- **Exercise directions**:
Find "the white ice" in the data, then restate the line it sits in and every later line word for word, ending with the last line.

Point annotation dataset records:
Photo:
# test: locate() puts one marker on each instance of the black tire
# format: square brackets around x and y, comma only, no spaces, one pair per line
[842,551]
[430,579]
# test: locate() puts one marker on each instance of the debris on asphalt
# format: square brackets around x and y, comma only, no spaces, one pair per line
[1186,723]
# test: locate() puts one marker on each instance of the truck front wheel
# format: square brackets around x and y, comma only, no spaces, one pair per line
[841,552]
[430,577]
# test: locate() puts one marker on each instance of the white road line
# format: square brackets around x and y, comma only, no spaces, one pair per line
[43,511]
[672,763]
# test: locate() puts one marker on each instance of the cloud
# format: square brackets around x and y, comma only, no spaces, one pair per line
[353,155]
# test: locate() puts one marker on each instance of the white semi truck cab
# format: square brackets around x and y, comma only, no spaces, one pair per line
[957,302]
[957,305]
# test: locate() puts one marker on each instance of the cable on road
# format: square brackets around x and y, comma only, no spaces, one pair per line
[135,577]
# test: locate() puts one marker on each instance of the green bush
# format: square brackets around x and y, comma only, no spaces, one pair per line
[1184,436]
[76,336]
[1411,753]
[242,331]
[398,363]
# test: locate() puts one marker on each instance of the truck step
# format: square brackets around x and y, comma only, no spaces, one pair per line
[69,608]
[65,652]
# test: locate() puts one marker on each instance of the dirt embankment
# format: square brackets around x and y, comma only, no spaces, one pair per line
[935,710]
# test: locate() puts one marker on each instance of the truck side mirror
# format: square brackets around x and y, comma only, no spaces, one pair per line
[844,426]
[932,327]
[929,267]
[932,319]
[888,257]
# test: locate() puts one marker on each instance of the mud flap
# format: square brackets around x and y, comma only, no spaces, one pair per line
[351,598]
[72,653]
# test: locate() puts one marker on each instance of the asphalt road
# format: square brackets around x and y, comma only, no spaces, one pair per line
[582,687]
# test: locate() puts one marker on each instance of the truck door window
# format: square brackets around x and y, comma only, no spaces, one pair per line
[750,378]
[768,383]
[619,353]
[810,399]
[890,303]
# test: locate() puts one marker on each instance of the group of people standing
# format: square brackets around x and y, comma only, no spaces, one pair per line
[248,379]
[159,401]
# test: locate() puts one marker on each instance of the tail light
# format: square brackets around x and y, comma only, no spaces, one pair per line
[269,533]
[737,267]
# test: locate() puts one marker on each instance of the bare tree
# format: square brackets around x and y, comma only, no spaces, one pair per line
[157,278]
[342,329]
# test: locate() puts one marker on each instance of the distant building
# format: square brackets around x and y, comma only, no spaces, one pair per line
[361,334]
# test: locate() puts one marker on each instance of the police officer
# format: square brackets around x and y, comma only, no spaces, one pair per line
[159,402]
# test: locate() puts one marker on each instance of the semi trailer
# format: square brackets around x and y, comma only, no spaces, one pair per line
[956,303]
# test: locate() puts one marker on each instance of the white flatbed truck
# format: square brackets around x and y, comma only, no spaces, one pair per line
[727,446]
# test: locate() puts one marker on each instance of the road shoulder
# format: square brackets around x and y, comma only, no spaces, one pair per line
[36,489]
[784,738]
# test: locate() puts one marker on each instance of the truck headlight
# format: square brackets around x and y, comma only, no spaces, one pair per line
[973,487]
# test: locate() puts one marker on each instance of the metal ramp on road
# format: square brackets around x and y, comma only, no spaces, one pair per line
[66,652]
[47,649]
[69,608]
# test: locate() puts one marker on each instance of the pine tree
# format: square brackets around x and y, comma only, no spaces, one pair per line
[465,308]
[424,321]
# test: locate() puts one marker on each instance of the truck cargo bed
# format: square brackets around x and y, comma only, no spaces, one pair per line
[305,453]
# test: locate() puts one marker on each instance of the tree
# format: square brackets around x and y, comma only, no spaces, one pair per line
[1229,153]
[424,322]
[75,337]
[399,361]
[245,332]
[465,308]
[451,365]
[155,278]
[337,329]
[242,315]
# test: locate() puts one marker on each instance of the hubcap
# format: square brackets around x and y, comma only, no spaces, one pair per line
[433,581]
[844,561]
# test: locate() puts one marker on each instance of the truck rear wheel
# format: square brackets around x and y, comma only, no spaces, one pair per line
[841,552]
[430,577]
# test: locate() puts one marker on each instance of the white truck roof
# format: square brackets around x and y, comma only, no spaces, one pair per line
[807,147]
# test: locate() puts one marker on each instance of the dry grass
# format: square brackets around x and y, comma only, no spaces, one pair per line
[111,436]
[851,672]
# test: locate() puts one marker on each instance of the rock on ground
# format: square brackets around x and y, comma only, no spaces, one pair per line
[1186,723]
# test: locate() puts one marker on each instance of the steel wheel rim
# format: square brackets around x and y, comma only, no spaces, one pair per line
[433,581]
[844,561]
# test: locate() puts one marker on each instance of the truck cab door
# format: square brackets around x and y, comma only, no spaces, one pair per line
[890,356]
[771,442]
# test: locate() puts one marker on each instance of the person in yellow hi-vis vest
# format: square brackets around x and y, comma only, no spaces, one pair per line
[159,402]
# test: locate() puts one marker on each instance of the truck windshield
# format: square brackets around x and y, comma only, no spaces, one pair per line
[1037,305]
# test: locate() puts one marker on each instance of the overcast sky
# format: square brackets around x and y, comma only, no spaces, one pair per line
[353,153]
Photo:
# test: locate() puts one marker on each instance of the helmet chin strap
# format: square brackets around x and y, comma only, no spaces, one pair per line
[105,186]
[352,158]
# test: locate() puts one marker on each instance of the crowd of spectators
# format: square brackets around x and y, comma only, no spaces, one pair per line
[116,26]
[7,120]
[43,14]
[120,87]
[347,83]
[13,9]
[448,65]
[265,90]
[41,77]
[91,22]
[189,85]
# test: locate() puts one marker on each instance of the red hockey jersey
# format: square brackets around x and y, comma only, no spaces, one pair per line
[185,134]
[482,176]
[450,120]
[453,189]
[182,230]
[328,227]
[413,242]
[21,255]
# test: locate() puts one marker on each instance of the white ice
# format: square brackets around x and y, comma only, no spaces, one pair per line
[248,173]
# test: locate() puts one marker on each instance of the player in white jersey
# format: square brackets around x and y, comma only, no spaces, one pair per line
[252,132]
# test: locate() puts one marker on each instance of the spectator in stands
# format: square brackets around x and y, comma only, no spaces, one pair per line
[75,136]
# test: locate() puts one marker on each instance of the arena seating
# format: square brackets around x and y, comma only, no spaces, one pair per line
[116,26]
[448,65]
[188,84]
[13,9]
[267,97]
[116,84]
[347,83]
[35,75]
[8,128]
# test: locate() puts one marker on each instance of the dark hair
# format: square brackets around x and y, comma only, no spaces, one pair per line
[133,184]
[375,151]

- **Full solution**:
# test: locate() puts one marker on each instance of the white ice
# format: square brackets around x and y, comma only, no spaces, one pair per line
[248,173]
# test: locate() puts one marker on each instance of the player in white jersey
# format: square brackets around x and y, comma only, no spaces, one pair per line
[252,132]
# test: locate() puts one marker on each instance of the spectator in stands
# format: square brackets around x and y, comma only, no spaces, one pair per line
[75,136]
# test: locate() puts one marker on each instance of the arena seating
# format: square brackets around x and y, comma only, no spaces, one pair per line
[116,26]
[448,65]
[188,84]
[13,9]
[267,97]
[116,84]
[347,83]
[35,75]
[8,128]
# test: locate() puts one marker on each instance of the dark hair
# format: square brackets around x and y, comma only, no spaces, one pair per line
[133,184]
[375,151]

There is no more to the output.